● Directions
1. In the passage on government accounting, transcribe the text beginning at the words "Information is needed" and stopping after "public is demanding.".
2. According to the passage on government accounting, where is much of the information needed for government decision making found?
3. Carry the passage on government accounting further, continuing from where it stops.

* This paper is the report from the AGA Task Force on the Status of Government Accounting Courses at U.S. Colleges and Universities and contains suggestions as to activity that conceivably could enhance the teaching of these important subjects.
We are in an era of renewal, restructuring and reinventing. The tempo of the country is "improvement," especially as applied to government. We are being forced to do this by economic pressure. However, episodic tales of waste and mismanagement are shocking tax-paying citizenry as well. Revenue shortfalls and expenditure growth caused by inflation, new demands and an expansion of the concepts of public accountability have produced a situation where changes must be made. Recent legislation at all levels of government sparked by the Chief Financial Officers Act, the Government Performance and Results Acts, and by the work of Vice Presidents Gore's study groups on restructuring the government have emphasized the need for dependable information on which to base government decision making.
Information is needed to assist in measuring productivity and efficiency, to assist in the discharge of accountability, to help in the safeguarding of assets and to provide the detail needed as to the content of government assets and liabilities. The source of much of this information is found in government accounting. Unless the accounting is proper, the information is flawed. Unless those who prepare the information, the accountants, and those who examine and attest to it, the auditors, are knowledgeable, the information itself will not be credible. Without credibility information cannot be used with assurance for structuring government activity that can assist in the progressive changes that the public is demanding.

● Information supplied

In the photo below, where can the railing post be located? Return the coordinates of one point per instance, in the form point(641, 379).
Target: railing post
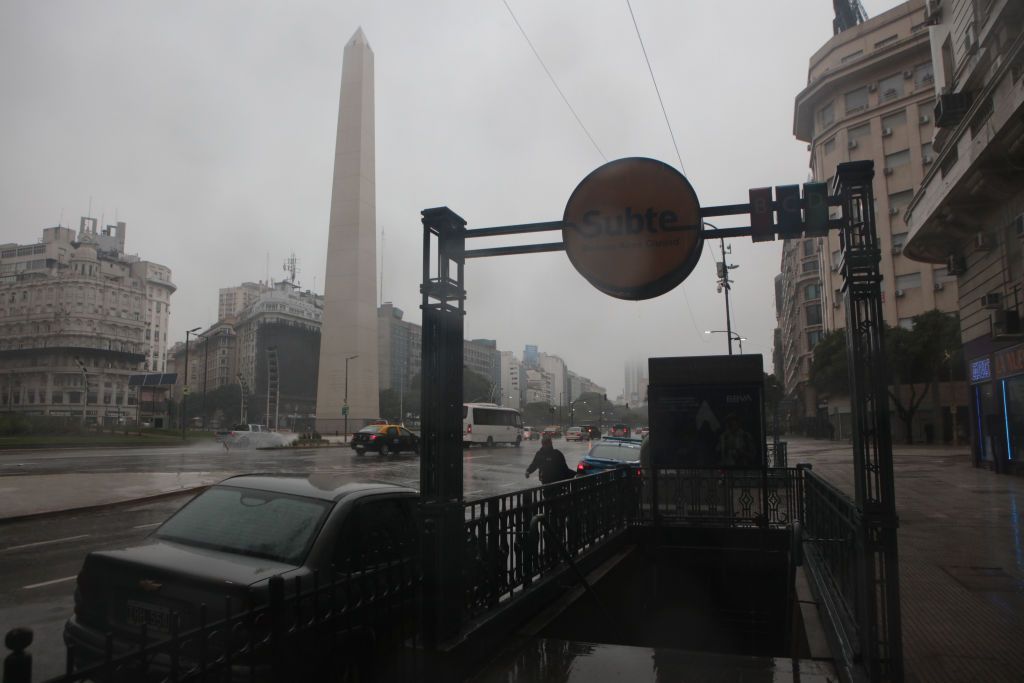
point(17, 665)
point(279, 629)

● Results of the exercise
1.
Information is needed to assist in measuring productivity and efficiency, to assist in the discharge of accountability, to help in the safeguarding of assets and to provide the detail needed as to the content of government assets and liabilities. The source of much of this information is found in government accounting. Unless the accounting is proper, the information is flawed. Unless those who prepare the information, the accountants, and those who examine and attest to it, the auditors, are knowledgeable, the information itself will not be credible. Without credibility information cannot be used with assurance for structuring government activity that can assist in the progressive changes that the public is demanding.

2. Much of it is found in government accounting.

3.
Accountants and auditors in government must be instructed, like any other professional group to function to a high degree of efficiency. The source of this instruction must be more than on-the-job training. It must be structured, complete, authoritative and innovative. It must be conducted by professionals and instructors who are knowledgeable of current developments in the field and who can give breadth to the instruction by covering ancillary areas that impact materially on the basic subjects: government accounting and auditing.
Several organizations are attempting to fill some of the void resulting from the lack of current collegiate activity.
* The Association of Government Accountants is conducting courses in its annual professional development conferences and in periodic seminars;
* The Government and Nonprofit Section of the American Accounting Association conducts government accounting-oriented seminars;
* The American Institute of CPAs has a governmental accounting seminar program of courses offered throughout the country; and
* The Government Finance Officers Association has a program of government accounting-oriented courses throughout the country.
Though the above is helpful it does not take the place of government accounting and auditing taught by professionally experienced academicians. It is essential that steps be taken to resolve this problem.
However, financial officials are concerned that today's colleges and universities are not providing entry level personnel who are knowledgeable of government accounting. Government audit officials and public accountants are concerned that colleges and universities are not providing entry level personnel who are knowledgeable of government auditing. The colleges and universities seem unconcerned in some cases: in other cases there are cost constraints that limit this activity.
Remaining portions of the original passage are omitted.